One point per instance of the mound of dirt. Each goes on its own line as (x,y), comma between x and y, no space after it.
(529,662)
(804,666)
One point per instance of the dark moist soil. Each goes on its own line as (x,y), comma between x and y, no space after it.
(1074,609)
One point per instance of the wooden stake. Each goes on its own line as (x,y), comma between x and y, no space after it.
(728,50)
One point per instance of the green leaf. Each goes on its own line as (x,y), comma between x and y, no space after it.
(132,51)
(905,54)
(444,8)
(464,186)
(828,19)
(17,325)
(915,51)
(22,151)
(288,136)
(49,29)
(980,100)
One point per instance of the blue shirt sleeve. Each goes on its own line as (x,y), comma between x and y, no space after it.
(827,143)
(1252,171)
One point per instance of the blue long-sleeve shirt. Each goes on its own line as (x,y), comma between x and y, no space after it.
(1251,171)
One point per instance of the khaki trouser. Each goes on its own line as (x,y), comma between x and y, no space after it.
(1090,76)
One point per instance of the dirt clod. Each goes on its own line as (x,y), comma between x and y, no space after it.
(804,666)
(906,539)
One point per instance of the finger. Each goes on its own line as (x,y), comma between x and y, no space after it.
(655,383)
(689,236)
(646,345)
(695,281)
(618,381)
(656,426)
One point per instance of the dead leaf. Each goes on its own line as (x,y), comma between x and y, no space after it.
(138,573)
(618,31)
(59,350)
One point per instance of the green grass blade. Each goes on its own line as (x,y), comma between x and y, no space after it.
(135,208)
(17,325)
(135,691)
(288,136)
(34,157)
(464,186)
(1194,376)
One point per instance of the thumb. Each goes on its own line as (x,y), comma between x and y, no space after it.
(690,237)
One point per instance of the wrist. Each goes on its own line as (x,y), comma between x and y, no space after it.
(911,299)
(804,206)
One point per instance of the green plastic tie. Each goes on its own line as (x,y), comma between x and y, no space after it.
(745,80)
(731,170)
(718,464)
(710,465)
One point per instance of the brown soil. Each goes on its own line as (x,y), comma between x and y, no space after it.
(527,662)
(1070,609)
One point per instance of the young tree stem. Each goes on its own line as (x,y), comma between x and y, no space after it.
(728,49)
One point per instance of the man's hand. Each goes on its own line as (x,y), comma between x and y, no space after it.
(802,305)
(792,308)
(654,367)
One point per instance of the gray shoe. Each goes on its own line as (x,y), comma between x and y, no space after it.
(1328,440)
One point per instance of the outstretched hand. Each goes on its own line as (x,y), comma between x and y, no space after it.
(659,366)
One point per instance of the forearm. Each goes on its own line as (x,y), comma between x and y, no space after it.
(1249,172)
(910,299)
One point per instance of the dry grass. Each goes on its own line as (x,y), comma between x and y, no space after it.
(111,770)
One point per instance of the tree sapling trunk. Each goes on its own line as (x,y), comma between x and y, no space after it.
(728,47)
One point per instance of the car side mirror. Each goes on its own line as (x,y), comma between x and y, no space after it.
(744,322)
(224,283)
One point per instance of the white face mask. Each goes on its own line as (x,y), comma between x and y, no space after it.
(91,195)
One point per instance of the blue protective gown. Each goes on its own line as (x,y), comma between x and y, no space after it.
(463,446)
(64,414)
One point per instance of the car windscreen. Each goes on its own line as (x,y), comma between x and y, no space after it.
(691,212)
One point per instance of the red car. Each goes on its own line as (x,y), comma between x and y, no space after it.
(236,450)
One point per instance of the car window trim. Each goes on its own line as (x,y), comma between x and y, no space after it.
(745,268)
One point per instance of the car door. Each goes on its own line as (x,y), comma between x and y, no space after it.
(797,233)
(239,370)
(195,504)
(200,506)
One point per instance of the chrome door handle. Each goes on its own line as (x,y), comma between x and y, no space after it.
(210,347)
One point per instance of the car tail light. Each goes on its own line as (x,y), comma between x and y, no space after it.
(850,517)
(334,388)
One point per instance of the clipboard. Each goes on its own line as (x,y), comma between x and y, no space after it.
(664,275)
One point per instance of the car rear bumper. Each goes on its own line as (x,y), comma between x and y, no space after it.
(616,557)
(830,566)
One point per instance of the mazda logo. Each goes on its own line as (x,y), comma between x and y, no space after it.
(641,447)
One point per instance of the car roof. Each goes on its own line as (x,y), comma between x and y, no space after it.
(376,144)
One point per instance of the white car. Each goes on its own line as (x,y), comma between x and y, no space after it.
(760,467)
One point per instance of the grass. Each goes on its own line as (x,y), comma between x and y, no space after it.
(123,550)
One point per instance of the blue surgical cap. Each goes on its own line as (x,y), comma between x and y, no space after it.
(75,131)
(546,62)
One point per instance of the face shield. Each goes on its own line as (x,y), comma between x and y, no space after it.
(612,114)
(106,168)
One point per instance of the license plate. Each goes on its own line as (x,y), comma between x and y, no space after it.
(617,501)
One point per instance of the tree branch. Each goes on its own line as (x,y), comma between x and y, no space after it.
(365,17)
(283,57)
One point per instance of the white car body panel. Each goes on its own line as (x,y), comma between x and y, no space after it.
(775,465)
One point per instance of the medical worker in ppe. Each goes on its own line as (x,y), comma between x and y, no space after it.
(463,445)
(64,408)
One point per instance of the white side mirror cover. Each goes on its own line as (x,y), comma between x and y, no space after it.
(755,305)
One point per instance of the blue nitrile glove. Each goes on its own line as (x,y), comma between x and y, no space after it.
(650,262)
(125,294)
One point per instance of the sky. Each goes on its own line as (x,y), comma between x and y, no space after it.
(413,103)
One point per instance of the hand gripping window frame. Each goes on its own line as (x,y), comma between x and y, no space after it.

——

Extract the full set of entries word for word.

One point per instance of the mound of dirt. Each goes on its own line as (x,y), comma between x and y, no space after it.
(529,662)
(804,666)
One point per instance of the dark moist soil. Each goes on its own line as (x,y), comma between x and y, no space after it.
(1074,609)
One point per instance of the wooden stake. Each goes on its own line as (x,y), comma between x and y, no space after it.
(728,50)
One point per instance of the green leaf. Each goes on its own line as (x,y), comma between x and y, no space after it.
(132,51)
(905,54)
(444,8)
(464,186)
(828,19)
(17,325)
(915,51)
(22,151)
(288,136)
(49,29)
(980,100)
One point per instance of the blue shirt sleeve. Each goes on its own line as (x,y), comma between x and y, no space after it.
(827,143)
(1252,171)
One point per instance of the blue long-sleeve shirt. Each goes on its own line as (x,y), comma between x and y, no space after it.
(1251,171)
One point per instance of the khaki trouser. Each goes on its own line as (x,y), comma between x and y, no space after it.
(1090,76)
One point per instance of the dirt clod. Each goes on its own line as (x,y), comma between x and y, no space after it.
(804,666)
(906,539)
One point per instance of the finger. Each goes on its own line as (x,y), comma between x and y, no space after it.
(655,383)
(689,236)
(646,345)
(695,281)
(618,381)
(656,426)
One point per instance of the dead leaf. Each goes on its own line as (x,y), comma between x and y, no space after it.
(138,573)
(618,31)
(59,350)
One point per instance of the green grass blade. Each goes on its own line as (x,y), comma between x and y, no space after it.
(135,208)
(17,325)
(135,691)
(288,136)
(34,157)
(464,186)
(1194,376)
One point per instance of the thumb. Each goes on its own line as (x,y), comma between x and y, no space after it.
(690,237)
One point per instance of the wrist. Each goes on its own line as (x,y), comma between x and y, no space after it.
(911,299)
(804,206)
One point per instance of the green plastic tie. Each goes on its own line as (x,y), comma between x and y, no space after it.
(745,80)
(731,170)
(718,464)
(710,465)
One point per instance of the brown soil. Each goes on its own line as (x,y), comma between x and y, no space after it.
(527,662)
(1070,609)
One point per instance of the young tree stem. Each goes on its own line as (x,y), comma between x and y, no space after it.
(728,49)
One point per instance of the man's hand. Each goes on its own line as (x,y), comma between x and y, no space after it.
(802,305)
(792,308)
(654,367)
One point per instance of the gray shoe. Each goes on its own line as (x,y), comma between x and y, no space after it.
(1328,440)
One point per instance of the outstretched hand. Each goes on its own line as (x,y), comma between x and y, no space after it.
(659,366)
One point per instance of the forearm. Each goes on its own line as (x,y), comma between x and y, no space after it.
(1249,172)
(910,299)
One point per instance of the dry grass. Each goes on its own line as (x,y), comma between x and y, no space after it.
(111,770)
One point per instance of the tree sapling trunk. Each goes on its own line as (x,y), comma between x and y, no space after it.
(728,47)
One point per instance of the car side mirror. Each goes on its own line as (x,y), comma between x and y, no space after it.
(744,322)
(224,283)
One point per instance of the white face mask. Each goes on its own line as (x,y), comma between x and y, no space after it.
(91,195)
One point per instance of the blue protective gown. Each goes on its own line as (x,y), comma between x and y, no space after it.
(463,446)
(64,414)
One point per instance of the car windscreen. Each goes on its own line as (x,y), comma between x and y, no space after it.
(691,212)
One point per instance of the red car. Each goes on its own line as (x,y), comma between x and y, no space after it.
(236,450)
One point per instance of the car window trim. Each goes on its own line as (x,y), comma between x and y, no space after it.
(745,268)
One point per instance of the car door. Each goes on its own line as (x,y), comma between x and y, no space after it.
(797,233)
(239,370)
(195,504)
(200,506)
One point per instance of the chrome door handle. Each goes on its own line as (x,y), comma between x and y, no space after it.
(210,347)
One point per instance of the car tail light. Each goes on its own line as (x,y), comma between x and y, no space after it.
(850,517)
(334,388)
One point per instance of the clipboard. Each goes on its own line as (x,y), comma between x and y, no space after it.
(664,275)
One point per instance of the car rear bumper. Each goes on its own line as (x,y), comma between x and y, no space after it.
(616,557)
(830,566)
One point per instance of the mazda logo. Each goes on its own line as (x,y), comma between x and y, no space after it.
(641,447)
One point per instance of the car roof. Each goes on its own line as (x,y), comma between x and y, no space after it.
(376,144)
One point per instance of the white car. Each goes on its own line as (x,y), comma between x and y, no space after it.
(760,467)
One point per instance of the grass. Each goes on its own line as (x,y), comma between x and y, no space after it.
(123,550)
One point per instance of the blue surgical cap. Each goes on its own line as (x,y), comma between x and y, no space after it.
(75,131)
(546,62)
One point per instance of the face shield. Each goes on its own line as (x,y), comma between x and y, no space after it.
(612,114)
(106,168)
One point per instance of the license plate. Each goes on its own line as (x,y), comma between x and y, no space after it.
(617,501)
One point per instance of the tree branch. Each goes on its own line as (x,y), comma between x and y, no space after it.
(365,17)
(283,57)
One point per instance of the white car body panel. Each goes on its own line as (x,y), comma between x and y, no space after it.
(775,465)
One point per instance of the medical worker in ppe. Each goes on its own line as (x,y), comma between x and y, no space after it.
(463,445)
(64,408)
One point per instance of the white side mirror cover. Each goes on its own line as (x,y), comma between x and y, no space after it.
(755,305)
One point per instance of the blue nitrile glove. Each goes on its own line as (x,y), comma between x and y, no space after it.
(650,262)
(125,294)
One point per instance of the sky. Each goes on its own line as (x,y), comma between x and y, no space after it.
(413,103)
One point per instance of the hand gripping window frame. Each goes on its own line as (x,y), comma between x and y, no space after it.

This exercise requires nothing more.